TASK INSTRUCTIONS: Repeat the following lines exactly and nothing else: the line containing "Where can the tree" and each line after it through the end of the listing.
*** INPUT DATA
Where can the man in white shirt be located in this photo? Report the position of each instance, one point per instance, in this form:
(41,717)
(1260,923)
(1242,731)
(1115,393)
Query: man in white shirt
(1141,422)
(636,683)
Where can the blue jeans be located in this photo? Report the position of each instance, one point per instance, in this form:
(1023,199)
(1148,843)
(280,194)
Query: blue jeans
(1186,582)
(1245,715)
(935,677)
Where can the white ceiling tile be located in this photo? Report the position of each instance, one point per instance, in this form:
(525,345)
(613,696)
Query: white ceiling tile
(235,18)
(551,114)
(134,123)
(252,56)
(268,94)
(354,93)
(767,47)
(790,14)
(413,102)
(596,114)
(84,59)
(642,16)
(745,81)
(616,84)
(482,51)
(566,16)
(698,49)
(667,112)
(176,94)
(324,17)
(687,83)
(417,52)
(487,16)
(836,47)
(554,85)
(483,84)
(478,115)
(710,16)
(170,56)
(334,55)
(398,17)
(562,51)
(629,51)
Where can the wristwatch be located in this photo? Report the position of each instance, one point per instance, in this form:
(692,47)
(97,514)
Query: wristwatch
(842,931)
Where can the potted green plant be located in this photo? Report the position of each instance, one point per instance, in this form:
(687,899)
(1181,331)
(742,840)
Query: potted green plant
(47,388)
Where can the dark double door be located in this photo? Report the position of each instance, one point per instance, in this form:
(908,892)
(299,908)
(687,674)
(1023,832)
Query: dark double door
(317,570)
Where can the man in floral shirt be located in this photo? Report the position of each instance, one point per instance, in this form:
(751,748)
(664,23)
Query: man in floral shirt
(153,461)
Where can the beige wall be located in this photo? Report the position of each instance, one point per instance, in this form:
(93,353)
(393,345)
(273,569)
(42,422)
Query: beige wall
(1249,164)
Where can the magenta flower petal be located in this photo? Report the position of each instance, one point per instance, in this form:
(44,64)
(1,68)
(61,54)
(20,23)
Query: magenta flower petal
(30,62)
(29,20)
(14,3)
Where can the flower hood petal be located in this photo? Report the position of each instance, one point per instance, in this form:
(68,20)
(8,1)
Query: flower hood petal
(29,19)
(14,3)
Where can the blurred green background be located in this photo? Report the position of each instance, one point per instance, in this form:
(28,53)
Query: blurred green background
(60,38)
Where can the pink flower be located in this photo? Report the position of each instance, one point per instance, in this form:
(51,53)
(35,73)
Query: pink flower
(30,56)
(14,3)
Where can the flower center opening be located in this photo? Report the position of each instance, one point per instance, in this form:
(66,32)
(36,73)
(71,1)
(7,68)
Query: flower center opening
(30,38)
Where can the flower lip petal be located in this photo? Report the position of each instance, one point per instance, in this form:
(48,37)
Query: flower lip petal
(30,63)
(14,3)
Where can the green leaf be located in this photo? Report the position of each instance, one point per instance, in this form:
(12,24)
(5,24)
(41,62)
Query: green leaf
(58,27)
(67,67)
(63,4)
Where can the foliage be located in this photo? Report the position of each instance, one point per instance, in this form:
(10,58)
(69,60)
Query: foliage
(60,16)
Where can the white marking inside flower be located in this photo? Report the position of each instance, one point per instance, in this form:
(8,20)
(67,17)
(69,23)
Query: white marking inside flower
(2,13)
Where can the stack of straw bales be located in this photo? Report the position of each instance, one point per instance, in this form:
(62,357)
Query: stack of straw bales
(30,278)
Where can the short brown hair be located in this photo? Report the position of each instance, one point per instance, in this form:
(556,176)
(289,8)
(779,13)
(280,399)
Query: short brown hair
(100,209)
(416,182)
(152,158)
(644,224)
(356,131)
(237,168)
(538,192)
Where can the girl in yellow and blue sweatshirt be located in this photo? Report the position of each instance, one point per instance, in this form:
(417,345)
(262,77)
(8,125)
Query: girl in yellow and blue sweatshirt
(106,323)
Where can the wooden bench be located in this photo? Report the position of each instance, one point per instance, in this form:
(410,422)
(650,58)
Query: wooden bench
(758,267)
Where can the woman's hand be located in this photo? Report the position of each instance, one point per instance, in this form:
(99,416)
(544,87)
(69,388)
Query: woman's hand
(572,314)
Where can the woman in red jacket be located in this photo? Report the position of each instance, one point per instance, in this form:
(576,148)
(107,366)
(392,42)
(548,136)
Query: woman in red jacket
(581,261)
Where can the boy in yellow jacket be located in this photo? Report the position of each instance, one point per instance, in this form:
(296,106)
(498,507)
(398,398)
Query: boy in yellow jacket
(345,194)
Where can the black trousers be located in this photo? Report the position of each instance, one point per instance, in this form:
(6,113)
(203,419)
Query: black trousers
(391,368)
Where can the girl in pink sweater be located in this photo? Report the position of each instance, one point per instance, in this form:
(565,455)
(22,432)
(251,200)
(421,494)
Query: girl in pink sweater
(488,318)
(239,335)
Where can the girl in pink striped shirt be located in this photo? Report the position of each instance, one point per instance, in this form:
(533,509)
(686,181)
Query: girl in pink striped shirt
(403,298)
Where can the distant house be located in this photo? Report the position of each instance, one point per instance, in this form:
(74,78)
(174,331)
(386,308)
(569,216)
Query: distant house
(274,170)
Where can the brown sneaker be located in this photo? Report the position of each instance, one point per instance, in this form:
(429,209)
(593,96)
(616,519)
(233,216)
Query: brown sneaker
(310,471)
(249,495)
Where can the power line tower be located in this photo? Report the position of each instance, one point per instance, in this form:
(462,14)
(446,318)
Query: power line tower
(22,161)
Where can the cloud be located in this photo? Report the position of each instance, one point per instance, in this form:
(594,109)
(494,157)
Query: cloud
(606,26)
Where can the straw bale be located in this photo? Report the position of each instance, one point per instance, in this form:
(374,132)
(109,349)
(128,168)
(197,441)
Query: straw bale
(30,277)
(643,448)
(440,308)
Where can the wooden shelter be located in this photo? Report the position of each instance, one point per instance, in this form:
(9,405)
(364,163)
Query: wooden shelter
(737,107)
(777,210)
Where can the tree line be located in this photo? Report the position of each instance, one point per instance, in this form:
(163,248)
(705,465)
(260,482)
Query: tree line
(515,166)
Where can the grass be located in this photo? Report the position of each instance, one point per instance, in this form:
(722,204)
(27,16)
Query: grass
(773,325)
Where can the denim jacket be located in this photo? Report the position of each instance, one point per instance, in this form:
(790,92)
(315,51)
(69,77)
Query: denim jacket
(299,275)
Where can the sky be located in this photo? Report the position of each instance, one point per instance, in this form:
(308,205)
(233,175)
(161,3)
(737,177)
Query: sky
******
THE ANSWER:
Where can the tree line be located in this photo? Report the position of each instance, one point per instance, in this form:
(163,248)
(705,465)
(260,482)
Query: tree line
(515,166)
Where can the grass be located in this photo? Report the position of each instance, one point per instance, in this form:
(722,204)
(27,16)
Query: grass
(773,325)
Where can the denim jacket be located in this photo? Report the position of each instance, one point per instance, in this form:
(790,92)
(315,51)
(69,77)
Query: denim jacket
(299,275)
Where can the sky be located in this photo? Report the position of each instance, one point per instance, in this form:
(308,205)
(233,175)
(161,3)
(737,177)
Query: sky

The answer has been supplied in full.